Text ▸
Foresters manage, use, and help protect forests and other natural resources.
Office paper, paper towels, tissues, greeting cards, shade, our very own houses -- these are all things we depend on trees for. Not to mention the simple pleasures of looking up into the top of a tall tree or leaning against a nice trunk to catch some afternoon shade! This means that people use trees both alive and harvested. Therefore, it's very important that forests are managed and replanted properly. Forests supply timber for paper and wood products. They also provide sites for recreation and habitats for wildlife.
Foresters manage forestlands for a variety of purposes. Foresters who work in private industry acquire timber from private landowners. To do this, they contact local forest owners to gain permission to inventory their timber. They check the type, amount, and location of all standing timber on the property. This process is called timber cruising. Foresters then appraise the value of the timber, negotiate a price, and draw up a contract. After the purchase, they subcontract with loggers for the harvest of trees. They also help with the layout of the road loggers will use. During the logging, foresters stay in close contact with both the workers and the landowner. They must be sure that the work meets the landowner's requirements and all government regulations.
Throughout this process, foresters consider the economics of the purchase and the impact on the environment. To do this, they decide how best to conserve wildlife habitats, creek beds, water quality, and soil stability. They also decide how best to comply with regulations.
Foresters also supervise the planting and growing of new trees. This process is called regeneration. They choose and prepare the site. They use various methods, such as controlled burning, to clear weeds, brush, and logging debris. They advise workers on the type, number, and placement of trees to be planted. Foresters then monitor the seedlings. They watch for healthy growth and decide the best time to harvest. This also allows them to study different types of trees. If they detect signs of disease or harmful insects, foresters decide on the best course of treatment.
Foresters who work for state and federal governments manage public forests and parks. Managing public forests involves a number of possible duties. For example, foresters may plan and carry out conservation programs. They may plan ways to control floods or fires. They may also develop plans for harvesting timber. Often, they monitor cleared lands to make sure they are reclaimed to forests or another suitable use. Foresters may also fight forest fires or direct other workers as they fight them. They may conduct education programs for the public on forest care and conservation. Foresters may also design roads, buildings, fire towers, campgrounds, or recreation sites. In addition, they work with private landowners to protect and manage forests outside the public domain.
All foresters use a variety of tools to perform their jobs. They use different types of meters and gauges to measure timber. They use special types of imaging taken from airplanes or satellites to map large forest areas. They use computers in the office and in the field to store and analyze the data required to manage forests and natural resources. From this data, foresters prepare reports.

Saved data entries ▸
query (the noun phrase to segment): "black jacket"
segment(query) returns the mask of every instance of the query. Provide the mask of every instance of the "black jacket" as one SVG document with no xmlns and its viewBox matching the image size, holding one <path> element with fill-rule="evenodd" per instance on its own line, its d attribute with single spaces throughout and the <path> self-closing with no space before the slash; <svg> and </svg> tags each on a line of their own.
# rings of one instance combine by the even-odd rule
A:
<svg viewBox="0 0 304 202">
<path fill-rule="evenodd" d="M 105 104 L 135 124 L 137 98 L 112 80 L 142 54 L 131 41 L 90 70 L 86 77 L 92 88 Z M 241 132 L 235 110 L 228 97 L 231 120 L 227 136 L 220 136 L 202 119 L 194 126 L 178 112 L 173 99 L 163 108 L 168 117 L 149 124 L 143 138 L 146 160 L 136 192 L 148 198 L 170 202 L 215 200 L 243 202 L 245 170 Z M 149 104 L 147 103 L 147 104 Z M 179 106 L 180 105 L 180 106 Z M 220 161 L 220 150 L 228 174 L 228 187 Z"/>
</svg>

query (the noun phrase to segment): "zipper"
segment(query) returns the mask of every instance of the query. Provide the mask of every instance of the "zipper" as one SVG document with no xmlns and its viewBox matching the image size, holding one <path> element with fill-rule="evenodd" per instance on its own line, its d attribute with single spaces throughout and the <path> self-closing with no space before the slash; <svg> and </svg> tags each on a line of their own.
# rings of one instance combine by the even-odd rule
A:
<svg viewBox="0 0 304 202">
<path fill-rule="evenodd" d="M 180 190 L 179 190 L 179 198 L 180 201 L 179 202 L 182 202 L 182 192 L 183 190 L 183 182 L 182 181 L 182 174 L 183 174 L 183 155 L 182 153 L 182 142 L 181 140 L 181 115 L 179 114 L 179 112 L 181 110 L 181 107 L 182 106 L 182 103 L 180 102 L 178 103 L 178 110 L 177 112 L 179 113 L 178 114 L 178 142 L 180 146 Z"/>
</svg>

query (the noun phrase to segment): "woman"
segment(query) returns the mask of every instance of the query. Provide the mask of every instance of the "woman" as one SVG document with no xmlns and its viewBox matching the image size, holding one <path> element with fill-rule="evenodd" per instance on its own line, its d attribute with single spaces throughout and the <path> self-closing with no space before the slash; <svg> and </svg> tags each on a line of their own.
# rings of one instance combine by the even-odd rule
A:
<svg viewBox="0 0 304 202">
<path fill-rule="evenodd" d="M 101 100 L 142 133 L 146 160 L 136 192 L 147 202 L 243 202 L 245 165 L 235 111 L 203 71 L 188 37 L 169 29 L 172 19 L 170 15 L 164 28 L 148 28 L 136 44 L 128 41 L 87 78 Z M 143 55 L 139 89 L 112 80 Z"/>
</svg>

Assigned task 1 ▸ Do these statements agree with the foresters text: (a) timber cruising means checking the type, amount, and location of standing timber on a property; (b) foresters who work in private industry manage public forests and parks; (c) the planting and growing of new trees is called regeneration?
Assigned task 2 ▸ Reproduce the part of the foresters text that begins at the words "Foresters who work for" and stops after the words "the public domain.".
Rely only on the foresters text for what comes next.

Exercise answer 1 ▸
(a) Yes: "They check the type, amount, and location of all standing timber on the property. This process is called timber cruising."
(b) No: "Foresters who work for state and federal governments manage public forests and parks."
(c) Yes: "Foresters also supervise the planting and growing of new trees. This process is called regeneration."

Exercise answer 2 ▸
Foresters who work for state and federal governments manage public forests and parks. Managing public forests involves a number of possible duties. For example, foresters may plan and carry out conservation programs. They may plan ways to control floods or fires. They may also develop plans for harvesting timber. Often, they monitor cleared lands to make sure they are reclaimed to forests or another suitable use. Foresters may also fight forest fires or direct other workers as they fight them. They may conduct education programs for the public on forest care and conservation. Foresters may also design roads, buildings, fire towers, campgrounds, or recreation sites. In addition, they work with private landowners to protect and manage forests outside the public domain.